- [Task requirements] Extract all of the entries and set them down verbatim.

- [Material supplied]
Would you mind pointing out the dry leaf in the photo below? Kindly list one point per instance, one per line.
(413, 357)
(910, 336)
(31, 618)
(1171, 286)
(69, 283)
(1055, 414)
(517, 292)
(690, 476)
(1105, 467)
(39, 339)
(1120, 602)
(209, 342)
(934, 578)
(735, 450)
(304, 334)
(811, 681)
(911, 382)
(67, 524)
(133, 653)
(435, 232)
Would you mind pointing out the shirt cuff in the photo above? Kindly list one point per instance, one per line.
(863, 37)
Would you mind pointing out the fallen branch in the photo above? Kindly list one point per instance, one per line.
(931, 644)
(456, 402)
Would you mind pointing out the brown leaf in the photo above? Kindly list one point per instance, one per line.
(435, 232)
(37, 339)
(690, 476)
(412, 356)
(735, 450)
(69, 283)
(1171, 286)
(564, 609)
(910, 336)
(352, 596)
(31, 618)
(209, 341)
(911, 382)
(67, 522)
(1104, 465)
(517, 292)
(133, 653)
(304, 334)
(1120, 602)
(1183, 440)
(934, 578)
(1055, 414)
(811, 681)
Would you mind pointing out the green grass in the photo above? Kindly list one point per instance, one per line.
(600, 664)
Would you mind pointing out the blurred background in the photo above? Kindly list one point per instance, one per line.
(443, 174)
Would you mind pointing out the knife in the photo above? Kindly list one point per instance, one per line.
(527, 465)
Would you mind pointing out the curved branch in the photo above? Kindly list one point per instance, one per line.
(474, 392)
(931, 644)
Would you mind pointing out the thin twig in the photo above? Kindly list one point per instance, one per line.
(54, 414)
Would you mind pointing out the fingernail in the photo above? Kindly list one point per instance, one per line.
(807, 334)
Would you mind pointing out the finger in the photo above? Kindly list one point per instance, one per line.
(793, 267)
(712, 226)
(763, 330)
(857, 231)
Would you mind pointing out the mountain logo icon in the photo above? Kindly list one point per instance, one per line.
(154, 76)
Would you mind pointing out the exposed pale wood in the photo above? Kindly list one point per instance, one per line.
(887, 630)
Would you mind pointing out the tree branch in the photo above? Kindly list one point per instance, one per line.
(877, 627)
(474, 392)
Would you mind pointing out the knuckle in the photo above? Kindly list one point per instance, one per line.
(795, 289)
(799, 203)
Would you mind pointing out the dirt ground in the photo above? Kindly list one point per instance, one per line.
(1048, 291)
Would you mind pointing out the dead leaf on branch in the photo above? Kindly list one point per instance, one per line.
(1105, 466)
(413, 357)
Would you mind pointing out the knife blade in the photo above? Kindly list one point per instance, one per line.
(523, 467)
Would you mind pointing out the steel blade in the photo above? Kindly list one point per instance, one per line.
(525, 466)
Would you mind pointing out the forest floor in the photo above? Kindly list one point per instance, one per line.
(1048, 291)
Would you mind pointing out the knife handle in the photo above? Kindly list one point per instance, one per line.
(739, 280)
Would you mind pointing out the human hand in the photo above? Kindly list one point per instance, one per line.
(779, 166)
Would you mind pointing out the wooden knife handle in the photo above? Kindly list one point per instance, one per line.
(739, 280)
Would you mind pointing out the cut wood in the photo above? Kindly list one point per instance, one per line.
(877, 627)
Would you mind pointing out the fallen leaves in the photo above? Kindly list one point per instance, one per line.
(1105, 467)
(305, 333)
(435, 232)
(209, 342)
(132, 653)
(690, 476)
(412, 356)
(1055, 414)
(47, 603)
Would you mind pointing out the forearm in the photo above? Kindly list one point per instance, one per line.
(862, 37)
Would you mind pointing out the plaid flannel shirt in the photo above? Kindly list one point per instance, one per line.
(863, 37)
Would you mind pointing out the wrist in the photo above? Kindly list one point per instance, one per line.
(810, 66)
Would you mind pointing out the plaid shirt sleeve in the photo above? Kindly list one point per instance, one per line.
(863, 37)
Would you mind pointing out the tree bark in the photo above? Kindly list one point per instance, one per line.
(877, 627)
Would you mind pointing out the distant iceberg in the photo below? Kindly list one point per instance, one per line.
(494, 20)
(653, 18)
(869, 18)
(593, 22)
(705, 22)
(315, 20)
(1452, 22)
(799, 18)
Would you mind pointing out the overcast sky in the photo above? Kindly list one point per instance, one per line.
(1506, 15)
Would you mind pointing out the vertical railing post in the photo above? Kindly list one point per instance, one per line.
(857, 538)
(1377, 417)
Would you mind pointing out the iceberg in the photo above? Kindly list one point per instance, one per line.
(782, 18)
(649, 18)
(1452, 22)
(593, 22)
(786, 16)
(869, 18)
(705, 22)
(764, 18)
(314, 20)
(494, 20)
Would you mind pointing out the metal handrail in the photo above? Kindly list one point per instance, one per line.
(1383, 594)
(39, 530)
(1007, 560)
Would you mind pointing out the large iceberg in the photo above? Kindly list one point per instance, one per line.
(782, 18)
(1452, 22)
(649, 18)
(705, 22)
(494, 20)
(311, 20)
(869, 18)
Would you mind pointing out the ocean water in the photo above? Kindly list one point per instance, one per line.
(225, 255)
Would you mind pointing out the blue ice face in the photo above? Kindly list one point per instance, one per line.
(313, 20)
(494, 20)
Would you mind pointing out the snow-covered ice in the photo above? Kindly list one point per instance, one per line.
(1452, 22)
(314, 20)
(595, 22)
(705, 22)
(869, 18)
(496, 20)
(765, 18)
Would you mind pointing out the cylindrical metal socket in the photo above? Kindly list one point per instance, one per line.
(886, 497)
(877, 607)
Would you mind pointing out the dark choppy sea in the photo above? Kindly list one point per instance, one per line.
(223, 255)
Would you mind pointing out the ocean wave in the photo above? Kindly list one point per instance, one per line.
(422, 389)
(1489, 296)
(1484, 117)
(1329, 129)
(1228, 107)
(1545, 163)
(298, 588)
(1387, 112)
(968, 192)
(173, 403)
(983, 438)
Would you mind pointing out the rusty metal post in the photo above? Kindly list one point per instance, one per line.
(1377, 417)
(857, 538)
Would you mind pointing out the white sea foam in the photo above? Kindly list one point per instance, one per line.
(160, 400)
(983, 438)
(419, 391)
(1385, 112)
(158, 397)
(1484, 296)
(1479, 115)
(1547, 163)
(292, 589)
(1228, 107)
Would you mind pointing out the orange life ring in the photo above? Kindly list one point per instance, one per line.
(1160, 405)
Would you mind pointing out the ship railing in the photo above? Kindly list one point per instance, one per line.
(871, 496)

- [Finished exercise]
Would you mind pointing out the dry leaf in the photo below? Kindly list one point per instance, one per line.
(413, 357)
(910, 336)
(31, 618)
(1171, 286)
(69, 283)
(1055, 414)
(517, 292)
(690, 476)
(1105, 467)
(39, 339)
(1120, 602)
(209, 342)
(934, 578)
(735, 450)
(304, 334)
(811, 681)
(911, 382)
(67, 524)
(133, 653)
(435, 232)
Would you mind pointing out the shirt cuff in the photo above? Kindly list one point per instance, one per line.
(863, 37)
Would you mind pointing out the fallen branch in the photo above? Kindly list one point per instance, one per line.
(931, 644)
(456, 402)
Would you mind pointing out the brown leaf in the photo above? Kindly list one point per instance, one per line.
(435, 232)
(37, 339)
(690, 476)
(412, 356)
(735, 450)
(69, 283)
(1171, 286)
(564, 609)
(910, 336)
(352, 596)
(31, 618)
(209, 341)
(911, 382)
(67, 522)
(1104, 465)
(517, 292)
(133, 653)
(304, 334)
(1120, 602)
(1183, 440)
(934, 578)
(1055, 414)
(811, 681)
Would you mind pointing out the green grass in the photo above? Kindly list one point per instance, one per line.
(600, 664)
Would you mind pointing out the blurred background in the photo above? Kindly list one point per instance, one per line.
(443, 174)
Would you mind pointing out the knife in the photo above? Kindly list one point per instance, one per line.
(527, 465)
Would you mind pointing out the curved branch in the photo above? Kindly list one point per instance, one per line.
(474, 392)
(931, 644)
Would you mind pointing out the thin twig in the photo above? Kindly list one point per instance, one per line.
(54, 414)
Would you mind pointing out the fingernail in the photo above? Kindly list one point per instance, one per line.
(807, 334)
Would you mind pointing out the finger in the photo above? Kindly list one point per instance, one per line.
(793, 267)
(712, 226)
(763, 330)
(857, 231)
Would you mind pointing out the mountain logo icon in the photo above? Kindly list one point per instance, one per line.
(154, 76)
Would you mind pointing out the exposed pale wood in the photo above? Kindly list one point per instance, one per line.
(887, 630)
Would you mind pointing out the tree branch in the photo above? Kindly list one point per instance, one per line.
(877, 627)
(474, 392)
Would you mind pointing out the knuckle in the photo above? Kindly list one point per instance, one per line.
(795, 289)
(799, 203)
Would you mind pointing out the dirt ground in the photo above? Kindly list one point per instance, one per line.
(1048, 291)
Would you mind pointing out the dead leaf on branch in the photo above? Kindly list one point per instance, one per line.
(1105, 466)
(413, 357)
Would you mind pointing out the knife blade in the photo above? Kindly list one point per instance, one per line.
(523, 467)
Would you mind pointing out the steel blade in the photo above? Kindly list one point per instance, one per line.
(525, 466)
Would you mind pointing out the forest floor in the photo above? Kindly list one point per instance, one per line.
(1048, 291)
Would you mind pointing out the knife handle in the photo above? Kindly list one point per instance, one per line.
(739, 280)
Would you mind pointing out the human hand in the photo above? Kindly list one point per instance, one per line.
(779, 166)
Would you mind pointing out the wooden knife handle in the photo above? Kindly list one point per instance, one per line.
(739, 280)
Would you mind pointing out the cut wood in the photo above? Kindly list one point per instance, one per line.
(877, 627)
Would you mind pointing out the fallen leaves in the photo above? Kindly list one point per instance, one per line.
(1105, 467)
(305, 333)
(435, 232)
(209, 342)
(132, 653)
(690, 476)
(412, 356)
(1055, 414)
(47, 603)
Would you mind pointing out the forearm in the photo above? Kindly list one point per instance, one per line.
(862, 37)
Would you mind pointing out the plaid flannel shirt in the photo above? Kindly list one point per instance, one per line.
(863, 37)
Would you mind pointing out the wrist in the photo above? Kindly list one point per instance, one per line.
(810, 66)
Would you mind pointing out the plaid shirt sleeve in the photo above? Kindly list one point per instance, one per line.
(863, 37)
Would you mind pointing out the tree bark in the photo above? Kindly list one point per instance, one per line.
(877, 627)
Would you mind pointing out the distant iceberg in the photo below? Kindly list one point per instance, one per line.
(494, 20)
(653, 18)
(869, 18)
(593, 22)
(705, 22)
(315, 20)
(1452, 22)
(799, 18)
Would you mind pointing out the overcast sky in the photo above? Kindly list one point per instance, one per line.
(1506, 15)
Would you mind pointing out the vertical railing post in the photo above? Kindly list one point per instance, one per line.
(857, 538)
(1377, 417)
Would you mind pointing out the iceberg in the photo above? Kindly list one point per instance, one per line.
(782, 18)
(649, 18)
(1452, 22)
(593, 22)
(786, 16)
(869, 18)
(705, 22)
(764, 18)
(314, 20)
(494, 20)
Would you mind pointing out the metal handrail in the photo above? Kindly list one point per instance, one per line.
(1383, 594)
(39, 530)
(1007, 560)
Would you mind pointing out the large iceberg in the photo above? Kindly list one point per instance, one per line.
(782, 18)
(1452, 22)
(649, 18)
(705, 22)
(494, 20)
(311, 20)
(869, 18)
Would you mind pointing out the ocean water in the photo above? Kindly list one point per instance, one per line.
(225, 255)
Would you mind pointing out the blue ice face in the photo above? Kindly list one point per instance, one per line.
(313, 20)
(494, 20)
Would you mind pointing out the snow-covered ice in the photo above? Kindly list one point per instance, one per line.
(1452, 22)
(314, 20)
(595, 22)
(705, 22)
(869, 18)
(496, 20)
(765, 18)
Would you mind pointing out the cylindrical metal socket in the photo above? Kindly list one point per instance, one per line.
(886, 497)
(877, 607)
Would you mind pointing out the dark choppy sea in the photo above? Kindly list one point per instance, one per line.
(223, 255)
Would you mind pointing out the ocean wave in the photo above? Kindly list one point per instance, one per line.
(422, 389)
(1489, 296)
(1484, 117)
(1329, 129)
(1228, 107)
(1545, 163)
(298, 588)
(1387, 112)
(968, 192)
(173, 403)
(983, 438)
Would you mind pointing out the rusty metal post in the photo above? Kindly list one point per instance, one per line.
(1377, 417)
(857, 538)
Would you mind pointing out the white sea foam in the photo above? Kindly list one point per instance, one per line.
(160, 400)
(983, 438)
(419, 391)
(1385, 112)
(158, 397)
(1484, 296)
(1479, 115)
(1547, 163)
(292, 589)
(1228, 107)
Would you mind pointing out the orange life ring in the photo above? Kindly list one point per instance, one per line.
(1160, 405)
Would you mind pointing out the ship railing in the photo above? Kindly list one point per instance, one per line.
(871, 496)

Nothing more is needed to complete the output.